*** Opening of Source passage ***

Smishing – the next generation of phishing
Earlier this year we wrote a blog post on how A2P messaging is growing yet fraud is endangering consumer’s trust in the platform. We thought we’d revisit this topic with a specific focus on ‘smishing’ – a particular kind of fraud that is once again hitting the headlines.
What is smishing?
It’s a combination of two things, SMS + phishing = smishing. A way of fishing for personal information, passwords, data, etc. via SMS or chat apps whilst masquerading as a trustworthy or known source to the recipient. Smishing messages will always include a link to click on or a phone number to call. The call to action is, of course, fraudulent and an attempt to violate the recipient’s privacy.
In their 2017 report, MEF suggests that there are 13 different types of fraud, of which smishing is only one. MEF identified in this report that more than a quarter of subscribers receive an unsolicited SMS message every day, with 33% of subscriber claiming that they had received a smishing message aiming to trick them into disclosing personal data. MEF estimates that smishing contributes an estimated $680 million to the $2 billion global annual fraud cost.
The problem is exacerbated by the fact that SMS is one of the most trusted communications channels around, people expect to receive spam and fraudulent emails, but they don’t expect SMS to be used in the same way. In fact, SMS remains the most trusted channel of communication, with 35% of consumers surveyed in the MEF report saying as much. For the fraudsters, it’s just a matter of grabbing that low hanging fruit and taking advantage of something that people trust.
How does smishing work?
It’s a string of socially engineered messages designed to trick the user into revealing personal data about themselves and thereby allowing the attacker to get control of someone’s mobile phone and ultimately access to something like the victim’s bank account. The attacker sees the SMS they send out almost like a sales opportunity, the criminal starts out by suggesting a relationship already exists between themselves (posing as someone else) and the recipient. A smishing text message might read something like this:
This is the HMRC. Our records indicate that you have paid £1,897.12 more tax than due for the year ending 2016. Please call us on XXX or click here to provide us with your bank details.

*** Close of Source passage ***
*** Opening of Record excerpts ***

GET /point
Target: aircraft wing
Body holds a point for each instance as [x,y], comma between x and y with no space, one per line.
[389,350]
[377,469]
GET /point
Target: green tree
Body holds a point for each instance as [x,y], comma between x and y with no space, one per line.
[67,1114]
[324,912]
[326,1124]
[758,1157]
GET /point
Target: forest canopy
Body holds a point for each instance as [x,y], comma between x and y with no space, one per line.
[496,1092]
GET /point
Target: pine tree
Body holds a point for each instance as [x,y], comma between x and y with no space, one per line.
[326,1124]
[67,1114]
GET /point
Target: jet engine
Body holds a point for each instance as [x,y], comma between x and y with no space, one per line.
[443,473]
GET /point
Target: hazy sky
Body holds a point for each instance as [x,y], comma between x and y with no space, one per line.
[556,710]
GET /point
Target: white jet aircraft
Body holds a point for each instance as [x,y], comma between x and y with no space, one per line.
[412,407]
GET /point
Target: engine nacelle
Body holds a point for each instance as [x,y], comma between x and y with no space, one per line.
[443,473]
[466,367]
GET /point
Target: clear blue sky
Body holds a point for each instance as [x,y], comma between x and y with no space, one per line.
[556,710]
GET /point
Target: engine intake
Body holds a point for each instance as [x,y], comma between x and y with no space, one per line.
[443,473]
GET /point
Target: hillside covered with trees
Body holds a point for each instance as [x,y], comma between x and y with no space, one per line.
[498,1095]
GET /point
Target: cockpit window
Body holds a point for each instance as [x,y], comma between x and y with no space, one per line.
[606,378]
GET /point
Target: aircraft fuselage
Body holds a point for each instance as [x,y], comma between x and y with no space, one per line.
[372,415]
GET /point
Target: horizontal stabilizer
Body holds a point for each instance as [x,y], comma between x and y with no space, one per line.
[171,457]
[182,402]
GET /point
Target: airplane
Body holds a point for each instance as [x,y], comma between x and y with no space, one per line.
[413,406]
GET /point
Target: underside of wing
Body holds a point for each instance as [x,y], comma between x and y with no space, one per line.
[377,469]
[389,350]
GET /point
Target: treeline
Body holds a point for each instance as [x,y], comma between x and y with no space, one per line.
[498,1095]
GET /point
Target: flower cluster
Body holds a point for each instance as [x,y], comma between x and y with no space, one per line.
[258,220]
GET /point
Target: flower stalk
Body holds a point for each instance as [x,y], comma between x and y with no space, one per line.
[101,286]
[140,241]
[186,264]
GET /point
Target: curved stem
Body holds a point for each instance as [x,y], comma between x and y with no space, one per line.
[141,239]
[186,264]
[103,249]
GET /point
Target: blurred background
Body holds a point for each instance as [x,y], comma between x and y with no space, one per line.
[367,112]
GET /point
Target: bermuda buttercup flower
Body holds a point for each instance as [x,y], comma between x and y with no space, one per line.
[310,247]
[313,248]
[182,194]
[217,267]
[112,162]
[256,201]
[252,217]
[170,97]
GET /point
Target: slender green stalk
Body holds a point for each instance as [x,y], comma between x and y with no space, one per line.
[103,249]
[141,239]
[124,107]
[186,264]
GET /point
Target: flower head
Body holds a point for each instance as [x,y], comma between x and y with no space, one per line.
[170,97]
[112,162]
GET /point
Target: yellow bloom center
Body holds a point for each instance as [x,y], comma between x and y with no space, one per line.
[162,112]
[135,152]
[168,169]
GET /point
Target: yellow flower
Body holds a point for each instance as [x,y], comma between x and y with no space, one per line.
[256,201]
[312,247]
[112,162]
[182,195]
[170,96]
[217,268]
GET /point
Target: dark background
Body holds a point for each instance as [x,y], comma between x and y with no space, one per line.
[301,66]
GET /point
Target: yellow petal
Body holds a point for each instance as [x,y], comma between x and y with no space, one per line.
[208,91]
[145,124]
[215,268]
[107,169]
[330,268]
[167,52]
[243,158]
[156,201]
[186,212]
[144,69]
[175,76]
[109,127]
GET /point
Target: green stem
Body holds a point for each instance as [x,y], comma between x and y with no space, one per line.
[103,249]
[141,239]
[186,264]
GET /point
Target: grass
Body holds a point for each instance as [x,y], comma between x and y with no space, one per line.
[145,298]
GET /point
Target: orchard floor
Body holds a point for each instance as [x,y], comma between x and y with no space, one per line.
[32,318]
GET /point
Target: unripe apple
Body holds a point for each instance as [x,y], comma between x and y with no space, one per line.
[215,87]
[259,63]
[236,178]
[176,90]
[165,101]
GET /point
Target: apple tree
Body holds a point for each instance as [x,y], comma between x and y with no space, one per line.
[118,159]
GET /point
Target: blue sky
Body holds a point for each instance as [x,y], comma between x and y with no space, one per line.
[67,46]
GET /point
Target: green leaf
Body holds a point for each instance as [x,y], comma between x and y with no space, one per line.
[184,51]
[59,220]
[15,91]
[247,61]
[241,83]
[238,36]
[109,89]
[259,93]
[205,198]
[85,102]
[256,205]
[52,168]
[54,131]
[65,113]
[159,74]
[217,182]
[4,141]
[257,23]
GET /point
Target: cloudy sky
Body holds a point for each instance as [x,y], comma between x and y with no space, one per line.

*** Close of Record excerpts ***

- Exercises to complete:
A. Repeat word for word the stretch of the smishing article from "Smishing – the" through "the recipient’s privacy.".
B. List every sum of money given in the smishing article.
C. Do these statements agree with the smishing article? (i) MEF's 2017 report describes 13 types of fraud. (ii) Half of the consumers surveyed in the MEF report called SMS the most trusted channel. (iii) The sample smishing message claims to come from HMRC. Answer yes or no for each and quote the words that decide it.

- Answers by item number:
A.
Smishing – the next generation of phishing
Earlier this year we wrote a blog post on how A2P messaging is growing yet fraud is endangering consumer’s trust in the platform. We thought we’d revisit this topic with a specific focus on ‘smishing’ – a particular kind of fraud that is once again hitting the headlines.
What is smishing?
It’s a combination of two things, SMS + phishing = smishing. A way of fishing for personal information, passwords, data, etc. via SMS or chat apps whilst masquerading as a trustworthy or known source to the recipient. Smishing messages will always include a link to click on or a phone number to call. The call to action is, of course, fraudulent and an attempt to violate the recipient’s privacy.

B.
$680 million
$2 billion
£1,897.12

C.
(i) Yes: "In their 2017 report, MEF suggests that there are 13 different types of fraud, of which smishing is only one."
(ii) No: "with 35% of consumers surveyed in the MEF report saying as much."
(iii) Yes: "This is the HMRC."